(Point annotation records)
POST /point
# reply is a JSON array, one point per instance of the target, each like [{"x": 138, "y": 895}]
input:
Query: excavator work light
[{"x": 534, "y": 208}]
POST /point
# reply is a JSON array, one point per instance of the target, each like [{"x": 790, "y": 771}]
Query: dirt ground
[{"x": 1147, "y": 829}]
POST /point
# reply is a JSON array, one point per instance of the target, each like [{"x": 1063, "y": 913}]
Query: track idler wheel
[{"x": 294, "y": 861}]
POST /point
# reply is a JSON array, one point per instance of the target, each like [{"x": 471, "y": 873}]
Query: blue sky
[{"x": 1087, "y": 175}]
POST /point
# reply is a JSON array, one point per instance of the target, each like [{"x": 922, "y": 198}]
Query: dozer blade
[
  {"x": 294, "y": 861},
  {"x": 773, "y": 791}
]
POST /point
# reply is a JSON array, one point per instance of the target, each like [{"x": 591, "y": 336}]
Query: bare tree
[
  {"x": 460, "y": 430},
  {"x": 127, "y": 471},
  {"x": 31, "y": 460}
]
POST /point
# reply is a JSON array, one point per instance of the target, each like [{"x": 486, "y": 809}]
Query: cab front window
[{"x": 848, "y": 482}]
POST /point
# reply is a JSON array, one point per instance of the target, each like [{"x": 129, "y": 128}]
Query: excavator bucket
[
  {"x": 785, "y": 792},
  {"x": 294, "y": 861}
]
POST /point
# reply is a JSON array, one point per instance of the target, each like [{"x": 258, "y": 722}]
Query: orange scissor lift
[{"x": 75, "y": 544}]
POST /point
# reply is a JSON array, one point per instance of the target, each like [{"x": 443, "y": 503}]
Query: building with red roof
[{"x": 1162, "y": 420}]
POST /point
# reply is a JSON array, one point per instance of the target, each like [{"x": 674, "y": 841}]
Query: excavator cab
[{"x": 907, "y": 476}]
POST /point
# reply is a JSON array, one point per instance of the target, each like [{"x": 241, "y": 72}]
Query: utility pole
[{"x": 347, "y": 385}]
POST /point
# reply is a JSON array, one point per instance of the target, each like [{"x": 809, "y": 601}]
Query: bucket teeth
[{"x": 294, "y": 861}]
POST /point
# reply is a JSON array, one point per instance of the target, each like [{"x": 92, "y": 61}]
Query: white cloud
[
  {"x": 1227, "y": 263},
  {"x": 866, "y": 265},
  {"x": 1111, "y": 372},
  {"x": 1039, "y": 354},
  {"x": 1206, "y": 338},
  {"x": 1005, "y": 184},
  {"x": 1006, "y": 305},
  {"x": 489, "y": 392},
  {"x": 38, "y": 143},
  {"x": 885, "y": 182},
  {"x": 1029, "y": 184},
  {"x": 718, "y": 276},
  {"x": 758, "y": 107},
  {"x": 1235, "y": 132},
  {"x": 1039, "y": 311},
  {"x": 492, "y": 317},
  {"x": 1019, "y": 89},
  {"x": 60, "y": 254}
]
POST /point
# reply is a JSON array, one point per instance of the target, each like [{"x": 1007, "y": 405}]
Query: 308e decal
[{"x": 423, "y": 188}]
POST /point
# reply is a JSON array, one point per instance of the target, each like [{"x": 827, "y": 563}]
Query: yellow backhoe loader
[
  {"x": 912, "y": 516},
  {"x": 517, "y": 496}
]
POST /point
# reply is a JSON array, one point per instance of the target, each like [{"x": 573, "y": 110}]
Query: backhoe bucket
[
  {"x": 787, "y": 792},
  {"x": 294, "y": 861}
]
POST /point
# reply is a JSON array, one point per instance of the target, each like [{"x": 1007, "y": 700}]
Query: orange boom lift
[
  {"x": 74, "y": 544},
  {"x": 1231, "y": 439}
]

Given exercise -> Print back all the lines verbatim.

Solution for this task ->
POST /point
# reply is a JSON array, one point per instance of the target, each like [{"x": 138, "y": 895}]
input:
Query: excavator work light
[{"x": 534, "y": 208}]
POST /point
# reply is a JSON array, one point per instance of the target, each like [{"x": 790, "y": 771}]
Query: dirt ground
[{"x": 1147, "y": 829}]
POST /point
# reply is a JSON array, one point per instance of the target, each like [{"x": 1063, "y": 913}]
Query: track idler wheel
[{"x": 294, "y": 861}]
POST /point
# reply is a JSON array, one point per instance of the target, each like [{"x": 471, "y": 873}]
Query: blue sky
[{"x": 1087, "y": 175}]
POST /point
# reply is a JSON array, one point per instance of the target, each like [{"x": 922, "y": 198}]
Query: dozer blade
[
  {"x": 294, "y": 861},
  {"x": 773, "y": 791}
]
POST /point
# reply is a JSON array, one point per instance of the target, each like [{"x": 591, "y": 336}]
Query: bare tree
[
  {"x": 460, "y": 430},
  {"x": 127, "y": 471},
  {"x": 31, "y": 460}
]
POST /point
# reply is a JSON array, one point per instance of the target, each like [{"x": 486, "y": 809}]
Query: cab front window
[{"x": 848, "y": 482}]
POST /point
# reply is a JSON array, one point per instance of the target, each like [{"x": 129, "y": 128}]
Query: excavator bucket
[
  {"x": 785, "y": 792},
  {"x": 294, "y": 861}
]
POST /point
# reply is a JSON array, one point per instance of the target, each like [{"x": 258, "y": 722}]
Query: orange scissor lift
[{"x": 75, "y": 544}]
POST /point
# reply is a JSON array, one point per instance of the target, each like [{"x": 443, "y": 503}]
Query: building with red roof
[{"x": 1162, "y": 420}]
POST /point
# reply is a JSON array, one point per instance of the target, each like [{"x": 674, "y": 841}]
Query: excavator cab
[{"x": 907, "y": 476}]
POST /point
# reply is a JSON array, one point per instance of the target, each like [{"x": 241, "y": 72}]
Query: utility pole
[{"x": 347, "y": 385}]
POST /point
# reply is a JSON array, one point per instance of the target, each like [{"x": 809, "y": 601}]
Query: bucket teeth
[{"x": 294, "y": 861}]
POST /point
# reply is a JSON array, one point per instance of the target, each like [{"x": 92, "y": 61}]
Query: white cloud
[
  {"x": 1227, "y": 263},
  {"x": 866, "y": 265},
  {"x": 1111, "y": 372},
  {"x": 1039, "y": 354},
  {"x": 1206, "y": 338},
  {"x": 1005, "y": 184},
  {"x": 1006, "y": 305},
  {"x": 489, "y": 392},
  {"x": 38, "y": 143},
  {"x": 885, "y": 182},
  {"x": 1029, "y": 184},
  {"x": 718, "y": 276},
  {"x": 758, "y": 107},
  {"x": 1235, "y": 132},
  {"x": 1039, "y": 311},
  {"x": 492, "y": 317},
  {"x": 1019, "y": 89},
  {"x": 60, "y": 254}
]
POST /point
# reply is a JSON array, one point per instance of the target, each like [{"x": 1007, "y": 405}]
Query: 308e decal
[{"x": 423, "y": 188}]
POST /point
# reply is a JSON array, one point per instance of the target, each like [{"x": 827, "y": 563}]
Query: yellow backhoe loader
[
  {"x": 912, "y": 516},
  {"x": 517, "y": 496}
]
POST /point
# reply is a JSON array, one point per instance of the target, each like [{"x": 573, "y": 110}]
Query: backhoe bucket
[
  {"x": 787, "y": 792},
  {"x": 294, "y": 861}
]
POST /point
# reply is a JSON array, one point per instance of the target, each like [{"x": 1007, "y": 700}]
Query: orange boom lift
[
  {"x": 74, "y": 544},
  {"x": 1231, "y": 439}
]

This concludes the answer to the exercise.